(SOURCE DOCUMENT)
What Josh Found Beneath Petra Left the Entire Team Speechless
🔎 Beneath the World’s Greatest Mysteries: New Clues Emerge From Roanoke, Franklin’s Expedition, Teotihuacan and Petra
From the vanished settlers of Roanoke to the unexplained engineering of Petra, some of history’s oldest enigmas continue to deepen as new discoveries, technologies and theories emerge. Recent investigations led by archaeologists, historians and explorers—including dramatic underground work in Mexico and Jordan—are beginning to challenge long-held assumptions about how ancient people lived, migrated and disappeared.

The Lost Colony: New Evidence After 450 Years
For centuries, the disappearance of the Roanoke settlers—115 men, women and children who arrived in 1587 under explorer John White—has confounded historians. When White returned to the colony three years later, the settlement had vanished without a trace. No bodies, no signs of battle—only the carved word CROATOAN.
In 1937, a discovery 50 miles inland near the Chowan River reignited the mystery. A hiker uncovered a stone inscribed with a heartbreaking message attributed to White’s daughter, Eleanor Dare, including the line: “Virginia went hence unto heaven 1591.” Soon, 48 more so-called “Dare Stones” appeared, painting a grim story of sickness, warfare and a westward migration.
But a 1940 journalistic investigation concluded most of the stones were hoaxes—crafted by a skilled engraver. Even the original stone’s authenticity is disputed. Without reliable physical evidence, the fate of the Roanoke settlers remains unresolved, though new archaeological surveys continue to probe the inland paths Eleanor’s group may have taken.
Franklin’s Doomed Arctic Expedition: A Chilling Reinterpretation
Another disappearance continues to fascinate researchers nearly 180 years later. In 1845, Sir John Franklin and 129 men vanished while attempting to chart the Northwest Passage. Their expedition ships, HMS Erebus and Terror, were lost until 2014 and 2016—found not through modern technology, but through Inuit oral histories describing a “big ship trapped in ice.”
Author and historian Ken McGoogan believes the crew’s downfall may have been a combination of bad luck, contaminated food, and a deadly parasite known as trichinella, acquired from eating infected polar bear meat. This, he argues, could explain their erratic behavior, delirium and eventual resort to cannibalism as they attempted to walk south across King William Island.

(DATA SECTION)
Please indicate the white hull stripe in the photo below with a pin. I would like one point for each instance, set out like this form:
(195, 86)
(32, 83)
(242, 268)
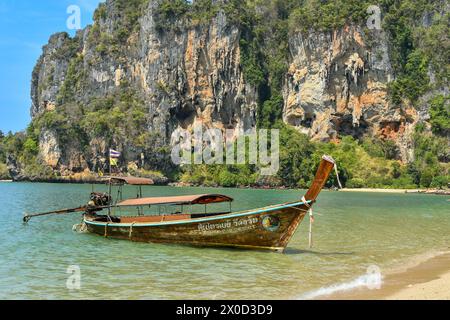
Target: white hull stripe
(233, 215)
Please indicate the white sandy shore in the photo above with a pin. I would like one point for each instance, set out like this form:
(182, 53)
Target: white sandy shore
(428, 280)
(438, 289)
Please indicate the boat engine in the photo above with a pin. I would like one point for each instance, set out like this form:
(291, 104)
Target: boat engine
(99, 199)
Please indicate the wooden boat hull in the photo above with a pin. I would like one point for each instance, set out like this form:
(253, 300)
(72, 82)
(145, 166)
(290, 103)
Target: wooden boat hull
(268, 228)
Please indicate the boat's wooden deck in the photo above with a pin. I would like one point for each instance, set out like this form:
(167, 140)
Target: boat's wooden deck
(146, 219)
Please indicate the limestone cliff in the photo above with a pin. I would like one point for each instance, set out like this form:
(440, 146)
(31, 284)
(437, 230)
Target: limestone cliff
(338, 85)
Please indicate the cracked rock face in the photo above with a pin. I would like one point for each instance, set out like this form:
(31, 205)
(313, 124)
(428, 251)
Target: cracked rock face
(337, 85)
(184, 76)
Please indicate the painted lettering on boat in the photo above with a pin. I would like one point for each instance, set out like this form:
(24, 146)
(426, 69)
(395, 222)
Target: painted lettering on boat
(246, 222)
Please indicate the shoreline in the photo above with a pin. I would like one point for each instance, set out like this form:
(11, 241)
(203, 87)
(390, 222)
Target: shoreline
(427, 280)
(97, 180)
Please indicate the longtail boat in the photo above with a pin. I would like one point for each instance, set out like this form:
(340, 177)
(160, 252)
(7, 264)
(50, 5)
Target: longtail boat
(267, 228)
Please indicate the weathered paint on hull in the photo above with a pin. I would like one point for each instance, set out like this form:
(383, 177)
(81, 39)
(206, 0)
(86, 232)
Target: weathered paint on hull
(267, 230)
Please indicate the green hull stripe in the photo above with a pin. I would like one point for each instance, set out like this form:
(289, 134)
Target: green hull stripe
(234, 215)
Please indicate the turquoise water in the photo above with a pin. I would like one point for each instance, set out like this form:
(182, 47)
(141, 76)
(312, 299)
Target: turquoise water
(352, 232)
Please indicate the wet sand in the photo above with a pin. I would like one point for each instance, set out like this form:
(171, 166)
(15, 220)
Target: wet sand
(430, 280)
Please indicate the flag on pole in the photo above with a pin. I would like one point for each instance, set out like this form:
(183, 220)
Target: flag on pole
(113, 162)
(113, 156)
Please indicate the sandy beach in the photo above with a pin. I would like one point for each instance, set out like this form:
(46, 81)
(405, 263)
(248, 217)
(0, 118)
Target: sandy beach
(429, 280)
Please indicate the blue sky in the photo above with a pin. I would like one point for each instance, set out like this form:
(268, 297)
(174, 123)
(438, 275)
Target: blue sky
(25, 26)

==

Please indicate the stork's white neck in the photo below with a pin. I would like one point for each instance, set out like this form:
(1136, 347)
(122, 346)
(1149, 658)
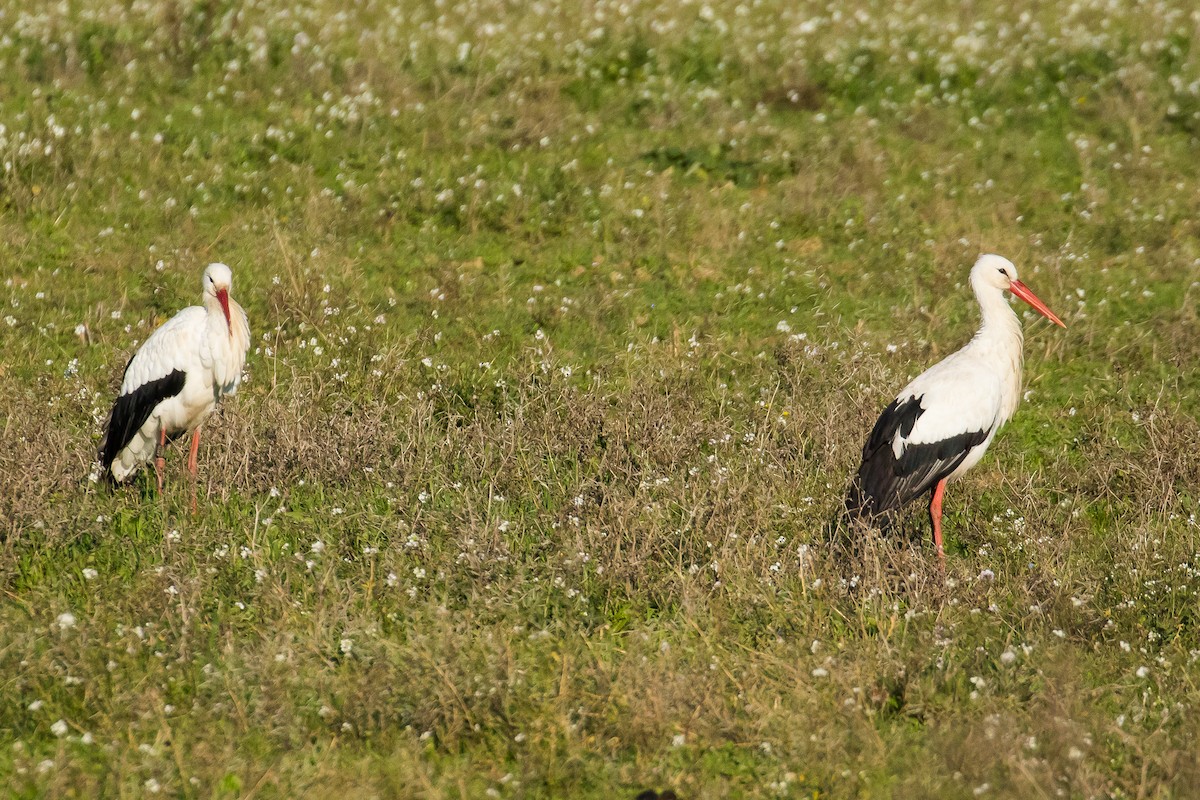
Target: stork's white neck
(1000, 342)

(TASK SET)
• A. Repeat the stretch of the mysteries article from "The Lost Colony: New" through "carved word CROATOAN.", word for word.
• B. In the mysteries article, what does Ken McGoogan argue the trichinella parasite could explain about Franklin's crew? Answer in one to three sentences.
• C. Resume the mysteries article after its final sentence.

(SET OF ANSWERS)
• A.
The Lost Colony: New Evidence After 450 Years
For centuries, the disappearance of the Roanoke settlers—115 men, women and children who arrived in 1587 under explorer John White—has confounded historians. When White returned to the colony three years later, the settlement had vanished without a trace. No bodies, no signs of battle—only the carved word CROATOAN.

• B. McGoogan argues that trichinella, which the crew acquired from eating infected polar bear meat, could explain their erratic behavior and delirium. It could also explain their eventual resort to cannibalism as they tried to walk south across King William Island.

• C.
Ongoing underwater excavations of Erebus and Terror may yet reveal a definitive cause.

Teotihuacan: A Hidden Tunnel Beneath an Ancient Power
In Mexico, archaeologists exploring beneath the Temple of the Feathered Serpent at Teotihuacan have uncovered a vast underground tunnel sealed for nearly 1,700 years. The passages—lined with walls still bearing the original tool marks—lead to a chamber directly aligned with the pyramid above.
Inside, researchers found statues, shells, ceremonial objects and, remarkably, a rubber ball used in the Mesoamerican ritual ball game. The discovery suggests the chamber served as a sacred space connected to royal or religious power. But with no royal tombs ever found at Teotihuacan, the identity of the city’s rulers remains a gripping mystery.
Petra’s Treasury: A New Chamber Found Beneath the Icon
In Jordan, fresh GPR (Ground Penetrating Radar) scans have revealed a previously unknown chamber beneath the courtyard of Petra’s iconic Treasury—one of the most photographed structures on Earth. Though earlier excavations uncovered two empty rooms, the new anomaly hints at a deeper, unexplored cavity.
Archaeologists have begun carefully opening a dig site directly in front of the monument. Sifting through reddish soil under extreme heat, researchers are already uncovering pottery fragments and artifacts. Whether the chamber holds clues to Petra’s elite or reveals a purpose behind the monument—often mistaken for a royal tomb—remains to be seen.